** start Supplied data **

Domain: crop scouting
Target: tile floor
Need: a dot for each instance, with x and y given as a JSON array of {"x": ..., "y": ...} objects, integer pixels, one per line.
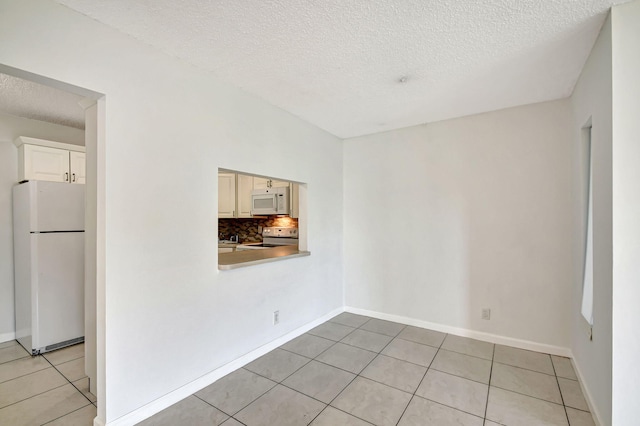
[
  {"x": 49, "y": 389},
  {"x": 357, "y": 371}
]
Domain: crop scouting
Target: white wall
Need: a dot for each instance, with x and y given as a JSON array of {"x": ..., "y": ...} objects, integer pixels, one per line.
[
  {"x": 10, "y": 128},
  {"x": 170, "y": 315},
  {"x": 626, "y": 212},
  {"x": 591, "y": 99},
  {"x": 445, "y": 219}
]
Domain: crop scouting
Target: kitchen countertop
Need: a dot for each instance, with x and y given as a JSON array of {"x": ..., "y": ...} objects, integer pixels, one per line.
[
  {"x": 228, "y": 245},
  {"x": 239, "y": 259}
]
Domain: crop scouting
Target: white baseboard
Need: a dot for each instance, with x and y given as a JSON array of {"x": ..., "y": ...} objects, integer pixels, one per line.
[
  {"x": 179, "y": 394},
  {"x": 479, "y": 335},
  {"x": 5, "y": 337},
  {"x": 597, "y": 419}
]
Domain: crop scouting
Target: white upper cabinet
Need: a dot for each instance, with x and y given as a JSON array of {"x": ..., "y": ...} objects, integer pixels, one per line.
[
  {"x": 39, "y": 159},
  {"x": 77, "y": 165},
  {"x": 245, "y": 185},
  {"x": 226, "y": 195},
  {"x": 234, "y": 193},
  {"x": 44, "y": 163},
  {"x": 263, "y": 183}
]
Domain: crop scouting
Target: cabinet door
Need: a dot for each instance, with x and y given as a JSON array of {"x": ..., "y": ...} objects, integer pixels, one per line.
[
  {"x": 260, "y": 183},
  {"x": 279, "y": 184},
  {"x": 78, "y": 167},
  {"x": 263, "y": 183},
  {"x": 245, "y": 186},
  {"x": 226, "y": 195},
  {"x": 44, "y": 163}
]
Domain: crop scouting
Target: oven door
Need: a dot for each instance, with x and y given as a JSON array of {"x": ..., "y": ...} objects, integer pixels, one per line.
[{"x": 264, "y": 204}]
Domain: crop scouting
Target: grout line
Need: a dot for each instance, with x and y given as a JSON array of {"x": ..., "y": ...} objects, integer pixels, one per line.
[
  {"x": 67, "y": 379},
  {"x": 486, "y": 407},
  {"x": 22, "y": 375},
  {"x": 559, "y": 390},
  {"x": 352, "y": 380},
  {"x": 34, "y": 395},
  {"x": 525, "y": 368},
  {"x": 421, "y": 380},
  {"x": 70, "y": 412}
]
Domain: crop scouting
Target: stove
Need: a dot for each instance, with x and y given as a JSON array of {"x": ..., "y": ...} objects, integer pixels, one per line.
[{"x": 273, "y": 236}]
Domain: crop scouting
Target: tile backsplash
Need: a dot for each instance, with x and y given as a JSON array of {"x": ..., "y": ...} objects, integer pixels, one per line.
[{"x": 247, "y": 229}]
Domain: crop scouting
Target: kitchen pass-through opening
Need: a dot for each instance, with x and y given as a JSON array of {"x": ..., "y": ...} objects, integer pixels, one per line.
[{"x": 256, "y": 213}]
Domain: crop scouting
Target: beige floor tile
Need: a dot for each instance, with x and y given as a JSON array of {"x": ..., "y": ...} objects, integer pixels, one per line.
[
  {"x": 29, "y": 385},
  {"x": 563, "y": 367},
  {"x": 410, "y": 351},
  {"x": 526, "y": 382},
  {"x": 72, "y": 370},
  {"x": 383, "y": 327},
  {"x": 572, "y": 394},
  {"x": 332, "y": 331},
  {"x": 12, "y": 352},
  {"x": 467, "y": 346},
  {"x": 44, "y": 407},
  {"x": 453, "y": 391},
  {"x": 349, "y": 319},
  {"x": 579, "y": 417},
  {"x": 395, "y": 373},
  {"x": 83, "y": 386},
  {"x": 428, "y": 413},
  {"x": 320, "y": 381},
  {"x": 374, "y": 402},
  {"x": 20, "y": 367},
  {"x": 8, "y": 344},
  {"x": 368, "y": 340},
  {"x": 510, "y": 408},
  {"x": 281, "y": 406},
  {"x": 530, "y": 360},
  {"x": 189, "y": 411},
  {"x": 81, "y": 417},
  {"x": 308, "y": 345},
  {"x": 333, "y": 417},
  {"x": 347, "y": 357},
  {"x": 277, "y": 364},
  {"x": 466, "y": 366},
  {"x": 422, "y": 335},
  {"x": 65, "y": 354},
  {"x": 235, "y": 391}
]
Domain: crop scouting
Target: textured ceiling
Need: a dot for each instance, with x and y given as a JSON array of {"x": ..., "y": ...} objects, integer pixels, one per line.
[
  {"x": 24, "y": 98},
  {"x": 355, "y": 67}
]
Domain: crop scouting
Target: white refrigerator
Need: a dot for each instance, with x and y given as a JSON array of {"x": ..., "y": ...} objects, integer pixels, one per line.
[{"x": 48, "y": 239}]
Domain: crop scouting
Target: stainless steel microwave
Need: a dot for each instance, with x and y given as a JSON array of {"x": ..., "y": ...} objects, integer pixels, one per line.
[{"x": 270, "y": 201}]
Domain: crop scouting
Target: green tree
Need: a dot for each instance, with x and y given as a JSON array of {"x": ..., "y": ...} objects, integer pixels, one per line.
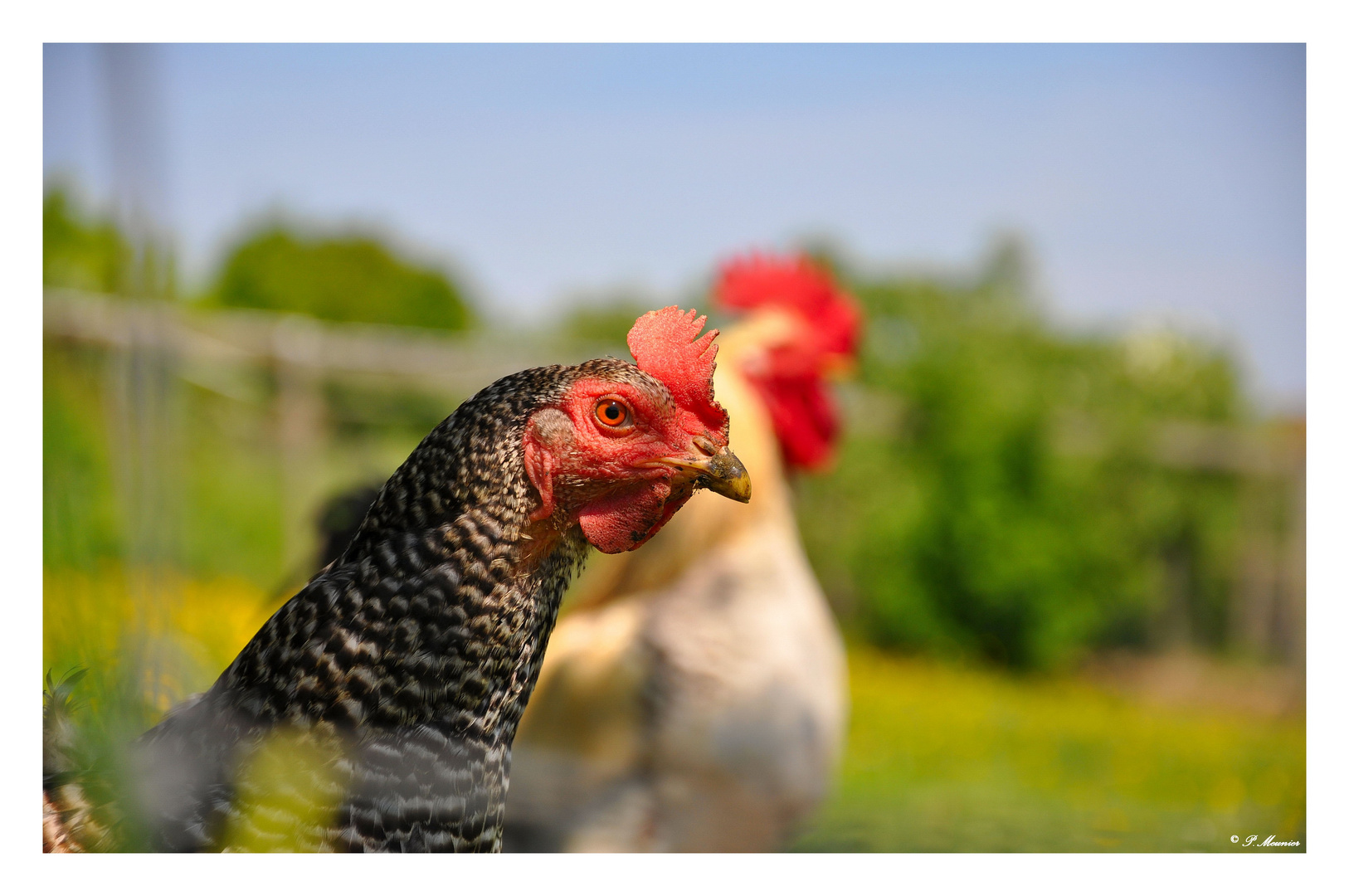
[
  {"x": 80, "y": 251},
  {"x": 340, "y": 278},
  {"x": 999, "y": 494}
]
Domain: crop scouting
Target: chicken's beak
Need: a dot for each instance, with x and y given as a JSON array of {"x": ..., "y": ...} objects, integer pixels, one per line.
[{"x": 721, "y": 473}]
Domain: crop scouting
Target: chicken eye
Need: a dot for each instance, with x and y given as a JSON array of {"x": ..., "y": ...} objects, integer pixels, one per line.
[{"x": 613, "y": 413}]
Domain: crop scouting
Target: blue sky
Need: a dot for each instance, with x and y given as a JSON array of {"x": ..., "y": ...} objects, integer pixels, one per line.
[{"x": 1151, "y": 183}]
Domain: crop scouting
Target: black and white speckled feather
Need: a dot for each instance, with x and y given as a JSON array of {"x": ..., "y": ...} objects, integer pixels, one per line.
[{"x": 401, "y": 671}]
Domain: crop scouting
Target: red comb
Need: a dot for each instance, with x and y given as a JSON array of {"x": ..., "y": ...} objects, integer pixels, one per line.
[
  {"x": 667, "y": 346},
  {"x": 796, "y": 284}
]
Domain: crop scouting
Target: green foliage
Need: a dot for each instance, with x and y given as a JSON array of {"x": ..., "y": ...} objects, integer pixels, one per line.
[
  {"x": 997, "y": 494},
  {"x": 942, "y": 758},
  {"x": 80, "y": 251},
  {"x": 346, "y": 278}
]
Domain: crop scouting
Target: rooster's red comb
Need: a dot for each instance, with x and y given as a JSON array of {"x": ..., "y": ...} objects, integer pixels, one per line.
[
  {"x": 795, "y": 284},
  {"x": 667, "y": 346}
]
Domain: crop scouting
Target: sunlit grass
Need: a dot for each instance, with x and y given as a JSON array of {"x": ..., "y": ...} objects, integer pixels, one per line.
[
  {"x": 937, "y": 758},
  {"x": 942, "y": 758}
]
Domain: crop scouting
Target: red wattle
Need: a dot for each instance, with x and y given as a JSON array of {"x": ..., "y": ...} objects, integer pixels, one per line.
[{"x": 625, "y": 519}]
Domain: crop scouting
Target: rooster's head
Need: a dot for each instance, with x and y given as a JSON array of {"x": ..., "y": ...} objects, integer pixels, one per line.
[{"x": 799, "y": 329}]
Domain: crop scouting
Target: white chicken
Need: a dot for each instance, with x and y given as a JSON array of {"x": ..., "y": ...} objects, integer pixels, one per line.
[{"x": 694, "y": 697}]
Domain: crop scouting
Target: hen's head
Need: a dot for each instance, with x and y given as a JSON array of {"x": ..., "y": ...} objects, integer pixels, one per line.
[
  {"x": 626, "y": 446},
  {"x": 799, "y": 329}
]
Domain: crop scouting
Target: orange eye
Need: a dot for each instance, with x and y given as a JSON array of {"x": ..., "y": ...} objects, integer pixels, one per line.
[{"x": 613, "y": 413}]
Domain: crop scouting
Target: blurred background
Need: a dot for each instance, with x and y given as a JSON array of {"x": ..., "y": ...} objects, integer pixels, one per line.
[{"x": 1064, "y": 529}]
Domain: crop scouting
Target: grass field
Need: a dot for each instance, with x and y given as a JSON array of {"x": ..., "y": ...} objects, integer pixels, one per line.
[
  {"x": 939, "y": 758},
  {"x": 943, "y": 758}
]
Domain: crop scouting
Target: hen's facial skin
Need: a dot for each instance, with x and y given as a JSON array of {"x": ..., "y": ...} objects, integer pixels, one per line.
[{"x": 621, "y": 456}]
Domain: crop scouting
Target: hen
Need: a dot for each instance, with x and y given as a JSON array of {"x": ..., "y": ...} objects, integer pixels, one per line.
[
  {"x": 377, "y": 709},
  {"x": 695, "y": 693}
]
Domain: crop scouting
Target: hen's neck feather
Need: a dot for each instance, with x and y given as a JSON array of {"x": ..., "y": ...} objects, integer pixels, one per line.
[{"x": 407, "y": 663}]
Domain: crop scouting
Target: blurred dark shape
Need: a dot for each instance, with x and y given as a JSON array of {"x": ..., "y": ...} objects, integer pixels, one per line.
[
  {"x": 340, "y": 519},
  {"x": 694, "y": 698},
  {"x": 1011, "y": 490},
  {"x": 340, "y": 278},
  {"x": 79, "y": 250}
]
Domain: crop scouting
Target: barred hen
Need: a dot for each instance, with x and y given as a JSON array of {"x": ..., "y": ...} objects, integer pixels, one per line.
[
  {"x": 375, "y": 710},
  {"x": 695, "y": 693}
]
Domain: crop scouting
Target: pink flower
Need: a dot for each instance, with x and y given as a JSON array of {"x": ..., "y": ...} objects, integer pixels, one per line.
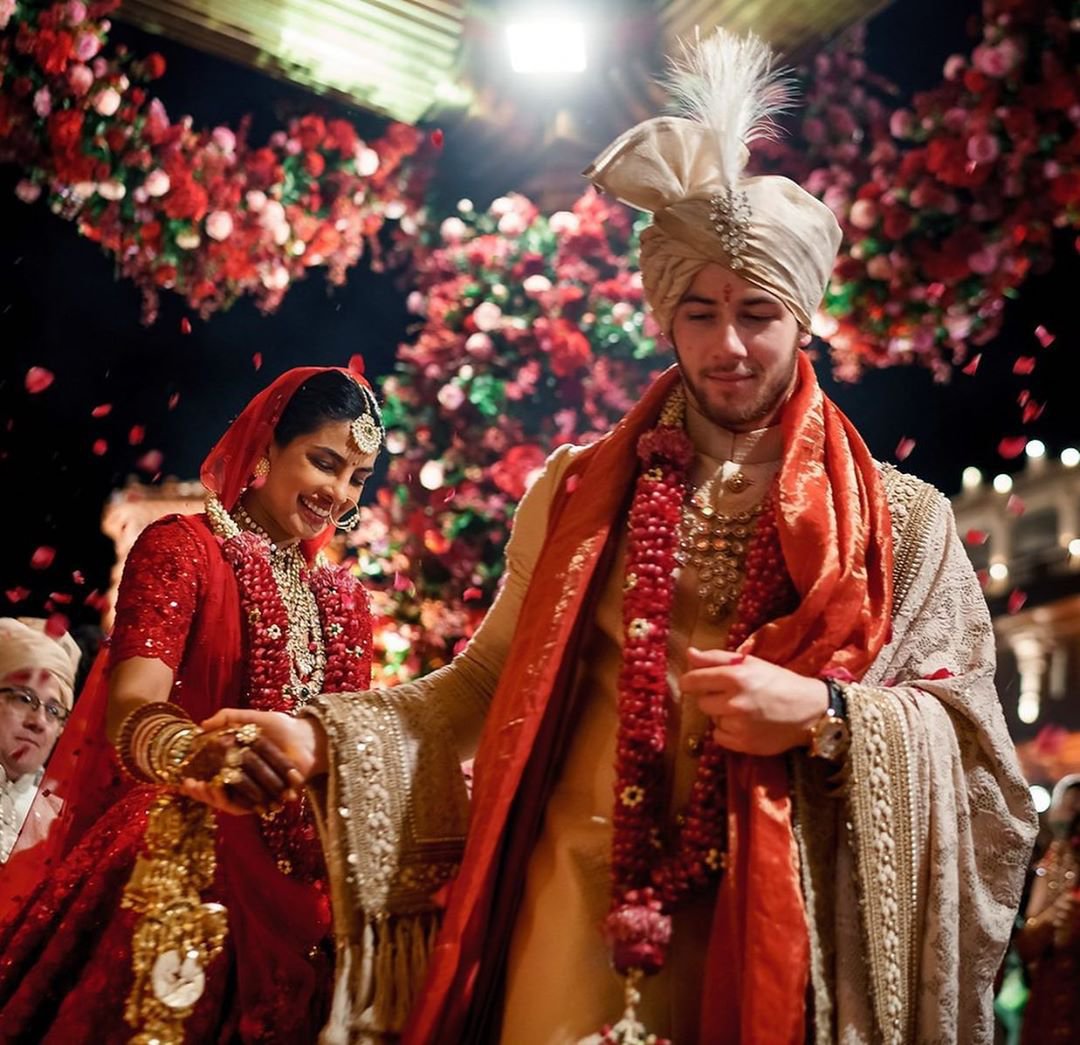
[
  {"x": 451, "y": 396},
  {"x": 86, "y": 44},
  {"x": 42, "y": 102},
  {"x": 219, "y": 225},
  {"x": 107, "y": 102},
  {"x": 80, "y": 79},
  {"x": 983, "y": 148},
  {"x": 487, "y": 315},
  {"x": 27, "y": 191},
  {"x": 864, "y": 214},
  {"x": 157, "y": 182},
  {"x": 225, "y": 139}
]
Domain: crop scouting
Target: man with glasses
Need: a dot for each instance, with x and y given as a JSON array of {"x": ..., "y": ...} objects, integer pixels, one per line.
[{"x": 37, "y": 681}]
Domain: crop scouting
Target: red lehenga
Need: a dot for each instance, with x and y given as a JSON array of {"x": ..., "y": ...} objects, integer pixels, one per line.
[{"x": 66, "y": 945}]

** end Supplied data **

* [Exercise objective]
Locate each line in the data above that contains the word "cabinet", and copy those lines.

* [Correct response]
Target: white upper cabinet
Target: cabinet door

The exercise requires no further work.